## Written instruction 1:
Please extract everything from "Over the past" down to "of climate change." in the Kangaroo Island soil project description, word for word.
## Written instruction 2:
According to the Kangaroo Island soil project description, what percentage of the island's agricultural land is acidic or susceptible to acidification?

## Selected extract:
Building Resilient Agricultural Systems on Kangaroo Island Project

The Building Resilient Agricultural Systems on Kangaroo Island Project is also a four year project that will build on the previous sustainable production program, with a key focus on soil health.

Building Resilient Agricultural Systems on KI aims to use a holistic, systems approach to improving soil health as the basis for resilient grazing and cropping systems. It will drive the uptake of liming to restore the island acidic soils to neutral pH where plants can access more nutrients and soil biota prosper. It will demonstrate grazing and cropping systems that increase ground cover, improve soil organic matter, soil carbon and soil biota, which in turn will improve water infiltration and plant nutrient availability. The project will expose farmers to innovative technologies that will enhance this process and remove barriers to uptake. The project will be founded on work already undertaken in the region and strong networks already established with a variety of agency and industry stakeholders. These systems and technologies will make KI farming systems more resilient to climate change and enable them to adapt to market demands for more sustainably and ethically grown food.

Over the past five years mainstream KI farmers have become interested in using a more holistic, soil health based approach to farming and have begun to adopt new management techniques such as integrated pest management, rapid pH mapping, soil acidity testing, low stress stock handling and regenerative agriculture. This project will capitalise on this attitudinal change and will support KI farmers to further take up recent and on-going innovations in agricultural technology and production systems/practices that are driving production increases, improving sustainability and are meeting regional and Australian Government sustainable agriculture outcomes. Ongoing adoption of these technologies and systems/practices will boost production and build the resilience of natural systems in the face of climate change.

78% of agricultural land on KI is acidic or susceptible to acidification. This project will assist KI farmers to uptake new soil pH testing methods that are faster, produce digital data at finer scales, and provide nutrient data. Restoring soil acidity to productive levels will significantly boost agricultural productivity on KI, increasing resilience and enabling farmers to adopt new production methods and adapt to changing circumstances.

Erosion affects over 25% of KI’s agricultural land with 42,000 ha susceptible to water erosion and 16,000 ha to wind erosion. It is a major risk to KI’s agricultural industries and water quality, native vegetation and biodiversity on and off farm. This project will increase KI farmers’ knowledge of regenerative agriculture and Natural Sequence Farming and test their ability to improve soil organic matter, carbon and biota and production generally. It will use nationally recognized experts and local mentors to promote these systems and support their uptake.

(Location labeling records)
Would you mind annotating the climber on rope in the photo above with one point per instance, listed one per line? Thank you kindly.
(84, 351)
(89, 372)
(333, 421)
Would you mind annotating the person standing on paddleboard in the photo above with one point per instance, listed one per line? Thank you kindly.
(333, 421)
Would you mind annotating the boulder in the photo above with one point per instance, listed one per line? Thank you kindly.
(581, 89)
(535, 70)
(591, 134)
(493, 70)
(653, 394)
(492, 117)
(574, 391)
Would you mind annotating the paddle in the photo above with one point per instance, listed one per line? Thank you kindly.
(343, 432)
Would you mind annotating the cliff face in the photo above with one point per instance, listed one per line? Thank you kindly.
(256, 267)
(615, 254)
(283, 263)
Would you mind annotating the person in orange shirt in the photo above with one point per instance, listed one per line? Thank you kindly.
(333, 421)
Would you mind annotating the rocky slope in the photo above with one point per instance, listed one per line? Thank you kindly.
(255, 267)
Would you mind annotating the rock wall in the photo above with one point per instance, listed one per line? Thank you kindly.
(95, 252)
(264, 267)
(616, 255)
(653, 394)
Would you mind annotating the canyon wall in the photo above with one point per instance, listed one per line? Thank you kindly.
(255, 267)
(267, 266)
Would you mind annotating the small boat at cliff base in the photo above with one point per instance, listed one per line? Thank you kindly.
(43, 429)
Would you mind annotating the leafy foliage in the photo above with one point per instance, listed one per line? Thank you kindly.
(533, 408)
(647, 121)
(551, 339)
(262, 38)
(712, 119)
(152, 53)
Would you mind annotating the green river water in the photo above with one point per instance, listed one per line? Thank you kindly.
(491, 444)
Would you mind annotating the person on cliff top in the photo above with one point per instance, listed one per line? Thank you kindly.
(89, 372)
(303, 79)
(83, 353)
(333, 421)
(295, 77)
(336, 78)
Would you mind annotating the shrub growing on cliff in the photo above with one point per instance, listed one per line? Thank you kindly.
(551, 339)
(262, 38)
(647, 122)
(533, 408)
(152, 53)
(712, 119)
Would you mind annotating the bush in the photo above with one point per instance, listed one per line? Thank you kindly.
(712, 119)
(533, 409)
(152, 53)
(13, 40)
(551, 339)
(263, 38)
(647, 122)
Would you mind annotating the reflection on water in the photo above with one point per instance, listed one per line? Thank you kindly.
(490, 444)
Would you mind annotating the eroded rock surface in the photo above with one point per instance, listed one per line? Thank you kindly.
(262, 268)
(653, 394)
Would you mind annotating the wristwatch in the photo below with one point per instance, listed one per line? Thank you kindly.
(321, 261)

---

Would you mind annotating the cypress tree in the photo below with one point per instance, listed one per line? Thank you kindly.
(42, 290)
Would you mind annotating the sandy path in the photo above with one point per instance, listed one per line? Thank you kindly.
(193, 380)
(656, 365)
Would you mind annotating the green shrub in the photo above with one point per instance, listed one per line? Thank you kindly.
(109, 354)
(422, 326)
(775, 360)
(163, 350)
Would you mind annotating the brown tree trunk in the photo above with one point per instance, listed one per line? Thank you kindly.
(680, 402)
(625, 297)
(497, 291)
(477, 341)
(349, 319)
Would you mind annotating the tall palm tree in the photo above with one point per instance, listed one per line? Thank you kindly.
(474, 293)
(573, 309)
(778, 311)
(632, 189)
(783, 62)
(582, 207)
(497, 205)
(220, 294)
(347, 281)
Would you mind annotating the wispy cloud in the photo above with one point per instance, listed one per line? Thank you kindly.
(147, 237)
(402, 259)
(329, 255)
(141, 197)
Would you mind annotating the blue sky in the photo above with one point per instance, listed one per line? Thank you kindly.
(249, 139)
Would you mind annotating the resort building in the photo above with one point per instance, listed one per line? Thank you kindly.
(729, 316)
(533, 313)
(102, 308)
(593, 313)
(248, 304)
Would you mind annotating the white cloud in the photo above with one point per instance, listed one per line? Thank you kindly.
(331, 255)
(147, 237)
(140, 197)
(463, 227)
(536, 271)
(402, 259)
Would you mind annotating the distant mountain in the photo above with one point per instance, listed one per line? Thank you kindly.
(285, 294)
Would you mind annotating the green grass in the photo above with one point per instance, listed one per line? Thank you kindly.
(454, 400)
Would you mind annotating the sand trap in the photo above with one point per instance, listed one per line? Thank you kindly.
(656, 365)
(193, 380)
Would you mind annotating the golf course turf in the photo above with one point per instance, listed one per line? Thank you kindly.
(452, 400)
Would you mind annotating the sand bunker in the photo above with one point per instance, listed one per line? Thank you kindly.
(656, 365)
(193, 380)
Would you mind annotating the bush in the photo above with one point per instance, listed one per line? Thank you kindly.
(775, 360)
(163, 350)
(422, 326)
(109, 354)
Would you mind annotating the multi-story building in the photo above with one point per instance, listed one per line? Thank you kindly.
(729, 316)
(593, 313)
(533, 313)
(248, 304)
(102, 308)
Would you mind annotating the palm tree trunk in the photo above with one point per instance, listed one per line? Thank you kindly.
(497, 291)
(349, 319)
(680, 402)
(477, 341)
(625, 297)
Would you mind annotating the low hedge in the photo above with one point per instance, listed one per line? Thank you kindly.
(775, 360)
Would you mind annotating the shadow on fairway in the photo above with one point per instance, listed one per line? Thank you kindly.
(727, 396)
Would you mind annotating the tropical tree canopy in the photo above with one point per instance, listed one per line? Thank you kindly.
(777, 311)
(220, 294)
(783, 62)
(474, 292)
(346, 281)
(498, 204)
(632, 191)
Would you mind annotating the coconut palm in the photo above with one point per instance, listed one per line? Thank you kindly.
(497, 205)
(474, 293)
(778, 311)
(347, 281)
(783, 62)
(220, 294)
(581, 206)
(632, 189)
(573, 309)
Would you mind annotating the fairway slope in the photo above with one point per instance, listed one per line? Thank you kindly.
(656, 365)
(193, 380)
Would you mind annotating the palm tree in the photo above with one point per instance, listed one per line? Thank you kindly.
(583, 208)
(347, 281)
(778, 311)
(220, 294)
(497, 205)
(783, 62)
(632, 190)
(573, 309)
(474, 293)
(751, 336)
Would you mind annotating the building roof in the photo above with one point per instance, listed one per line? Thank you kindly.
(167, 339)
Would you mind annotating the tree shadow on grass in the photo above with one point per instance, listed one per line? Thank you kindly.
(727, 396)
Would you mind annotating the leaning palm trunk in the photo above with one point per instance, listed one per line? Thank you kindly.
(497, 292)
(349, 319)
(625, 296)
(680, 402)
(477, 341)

## Solution 1:
Over the past five years mainstream KI farmers have become interested in using a more holistic, soil health based approach to farming and have begun to adopt new management techniques such as integrated pest management, rapid pH mapping, soil acidity testing, low stress stock handling and regenerative agriculture. This project will capitalise on this attitudinal change and will support KI farmers to further take up recent and on-going innovations in agricultural technology and production systems/practices that are driving production increases, improving sustainability and are meeting regional and Australian Government sustainable agriculture outcomes. Ongoing adoption of these technologies and systems/practices will boost production and build the resilience of natural systems in the face of climate change.

## Solution 2:
78%